=== Input material ===
-------

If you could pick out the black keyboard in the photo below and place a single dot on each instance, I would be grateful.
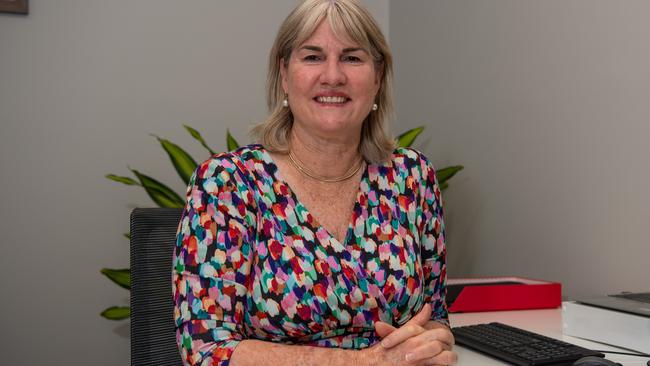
(518, 346)
(640, 297)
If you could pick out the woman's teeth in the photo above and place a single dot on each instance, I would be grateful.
(331, 99)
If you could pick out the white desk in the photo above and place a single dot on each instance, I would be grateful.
(547, 322)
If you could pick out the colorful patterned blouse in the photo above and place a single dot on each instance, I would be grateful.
(251, 262)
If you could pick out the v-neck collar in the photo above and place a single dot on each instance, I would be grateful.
(318, 226)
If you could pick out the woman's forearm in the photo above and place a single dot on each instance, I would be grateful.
(254, 352)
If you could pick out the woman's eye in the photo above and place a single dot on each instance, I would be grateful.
(351, 58)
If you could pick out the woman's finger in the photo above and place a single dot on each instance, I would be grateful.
(426, 351)
(443, 358)
(401, 334)
(422, 317)
(444, 335)
(383, 329)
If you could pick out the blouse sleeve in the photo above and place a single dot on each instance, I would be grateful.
(433, 249)
(212, 263)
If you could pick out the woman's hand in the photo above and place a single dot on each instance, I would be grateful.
(412, 343)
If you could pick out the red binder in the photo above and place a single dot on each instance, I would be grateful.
(501, 293)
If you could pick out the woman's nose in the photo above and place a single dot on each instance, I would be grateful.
(333, 74)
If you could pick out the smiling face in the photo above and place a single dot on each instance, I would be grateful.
(331, 84)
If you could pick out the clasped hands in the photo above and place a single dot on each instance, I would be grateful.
(412, 344)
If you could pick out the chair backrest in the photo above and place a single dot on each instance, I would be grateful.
(153, 336)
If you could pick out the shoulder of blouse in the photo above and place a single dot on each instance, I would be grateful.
(230, 161)
(412, 157)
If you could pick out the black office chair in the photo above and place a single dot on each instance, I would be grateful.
(153, 336)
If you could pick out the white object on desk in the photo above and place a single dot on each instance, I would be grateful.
(547, 322)
(607, 326)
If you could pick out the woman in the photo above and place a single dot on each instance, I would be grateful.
(323, 244)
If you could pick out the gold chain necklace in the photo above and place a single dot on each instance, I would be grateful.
(304, 170)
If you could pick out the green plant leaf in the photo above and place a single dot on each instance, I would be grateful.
(182, 161)
(162, 195)
(199, 138)
(445, 174)
(117, 313)
(231, 142)
(407, 138)
(121, 179)
(122, 277)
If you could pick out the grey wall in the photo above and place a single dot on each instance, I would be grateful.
(82, 84)
(547, 104)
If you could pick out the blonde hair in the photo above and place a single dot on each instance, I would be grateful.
(347, 17)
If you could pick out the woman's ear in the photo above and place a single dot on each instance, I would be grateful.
(283, 75)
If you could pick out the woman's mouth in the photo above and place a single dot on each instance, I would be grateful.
(331, 100)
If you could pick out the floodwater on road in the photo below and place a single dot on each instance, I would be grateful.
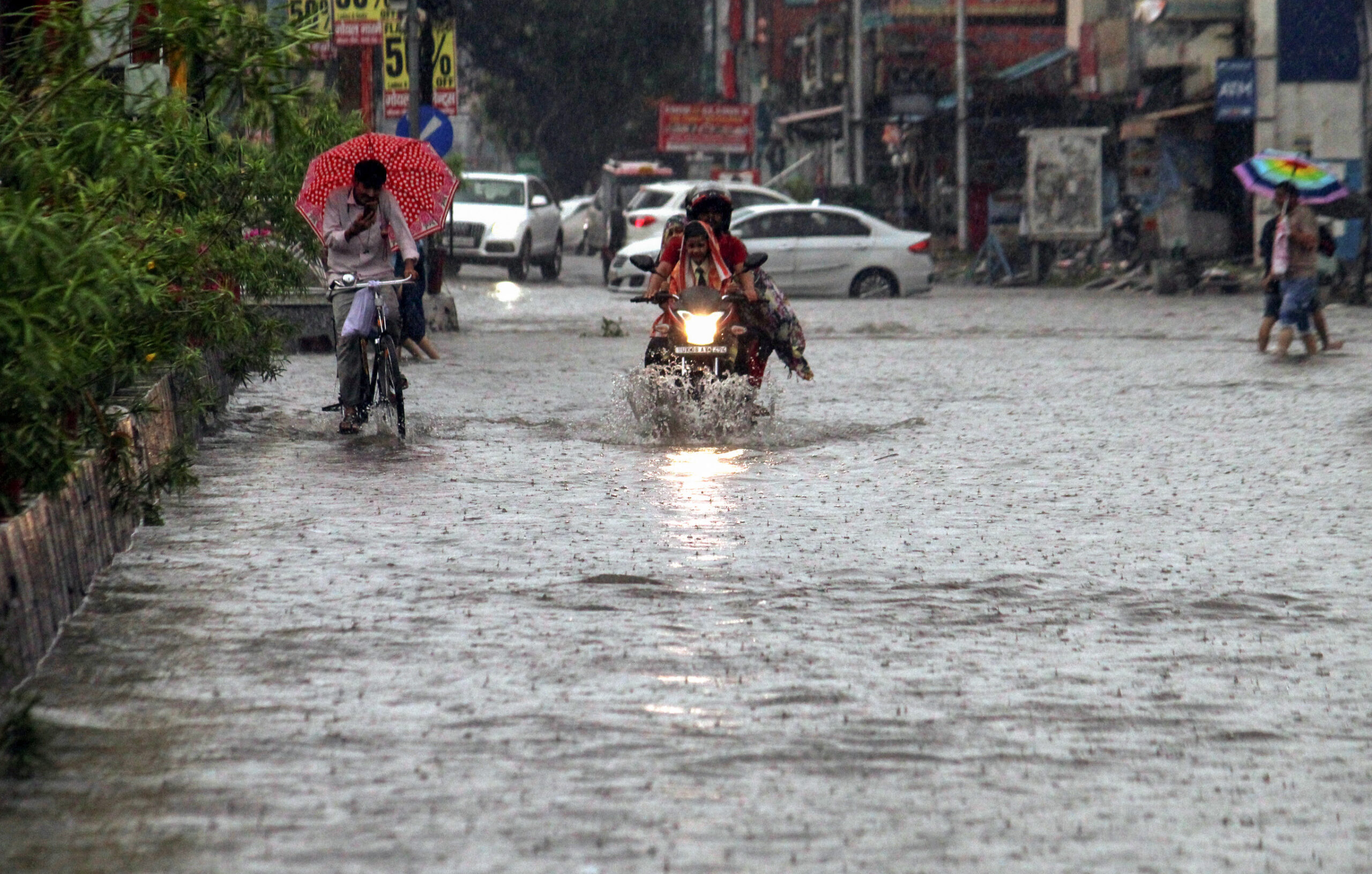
(1025, 581)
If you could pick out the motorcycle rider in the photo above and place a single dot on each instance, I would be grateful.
(700, 263)
(709, 203)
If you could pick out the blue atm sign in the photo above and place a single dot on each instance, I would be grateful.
(1235, 90)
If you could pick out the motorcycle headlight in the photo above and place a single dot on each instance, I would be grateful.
(700, 330)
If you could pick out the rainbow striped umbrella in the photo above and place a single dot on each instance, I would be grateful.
(1264, 172)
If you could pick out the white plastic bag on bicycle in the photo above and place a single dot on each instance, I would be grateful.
(361, 316)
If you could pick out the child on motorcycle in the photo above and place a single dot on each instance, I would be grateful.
(699, 264)
(711, 205)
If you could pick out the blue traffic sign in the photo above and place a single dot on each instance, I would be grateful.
(435, 129)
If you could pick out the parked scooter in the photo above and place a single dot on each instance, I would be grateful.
(700, 331)
(1125, 231)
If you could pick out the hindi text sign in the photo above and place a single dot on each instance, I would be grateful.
(719, 128)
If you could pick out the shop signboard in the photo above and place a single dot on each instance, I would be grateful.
(445, 68)
(1235, 90)
(715, 128)
(357, 23)
(1065, 187)
(316, 16)
(396, 79)
(976, 9)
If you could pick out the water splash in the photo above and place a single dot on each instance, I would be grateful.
(660, 406)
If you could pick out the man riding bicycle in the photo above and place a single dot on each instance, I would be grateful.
(361, 224)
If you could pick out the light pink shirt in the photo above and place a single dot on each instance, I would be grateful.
(367, 256)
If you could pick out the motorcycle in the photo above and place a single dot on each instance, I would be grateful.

-------

Repeat word for word the part of the entries above that opens with the line containing "If you could pick out the shop" and runs through the end of the entries.

=== Task output ===
If you could pick out the shop signboard in the photo above and place a single dot on each instance, I would be grateful.
(445, 68)
(1235, 90)
(715, 128)
(357, 23)
(1065, 187)
(316, 16)
(396, 79)
(976, 9)
If you could pick out the water splash in the photo above and place a single dot on each instance, I would be grateful.
(660, 406)
If you could pick out the man riding bicycle in the photo above and place a single dot on each instance, I would be grateful.
(361, 224)
If you could pick out the light pink shirt in the photo above and place a single dot on each instance, I would be grateful.
(367, 256)
If you could pick out the motorcycle in the photo above and place a single dot on each instance, I would be grateful.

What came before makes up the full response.